───── Provided passage

Public administration lacks transparency

Social Watch Benin

There remains much to be done to ensure the development of basic capacities. More than 60% of the rural population lives in poverty and one of every two girls does not attend school. Corruption is widespread and mechanisms are necessary that favour transparency in public administration.

Financing for social development, gender equality and the eradication of poverty continue to be the greatest concerns for the Government. The objectives established in these areas have not been met and corruption is reaching unprecedented levels. Poverty has grown and efforts to improve the gender situation are barely perceptible. At the same time, the traditional means of resource redistribution have splintered again, while the culture of individualism grows.

Extreme poverty has installed itself across the length and breadth of our country. Since 2002, Benin’s economic and financial situation has deteriorated substantially, without experiencing improvements. The rate of economic growth has been declining, from 3.9% in 2003 to 2.7% in 2004, a year when growth of 6.8% was expected. In 2004 poverty reached 36.3% in urban areas and 63.7% in rural areas.

The State budget, in addition to the contribution of partners in development, only obtains fiscal resources. In terms of redistributing public resources, appropriate methods exist such as salaries, subsidies and other social programmes (infrastructure, health, education and others) but, in general terms, only those who exercise some activity benefit from the redistribution of the lean income of the State.

Corruption associated with the lack of resources destined to the resolution of social problems limits satisfaction of basic necessities for the great majority of poor people. The rate of enjoyment of health care services is very low, around 39% in 2004.

──────────

In one to three sentences, explain what the passage on Benin's public administration says keeps most poor people from meeting their basic needs.

───── Data provided

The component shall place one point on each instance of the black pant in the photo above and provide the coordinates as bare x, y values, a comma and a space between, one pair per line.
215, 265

──────────

■ Output of the exercise ■
Corruption, together with a lack of resources set aside for solving social problems, limits how far the great majority of poor people can meet their basic needs.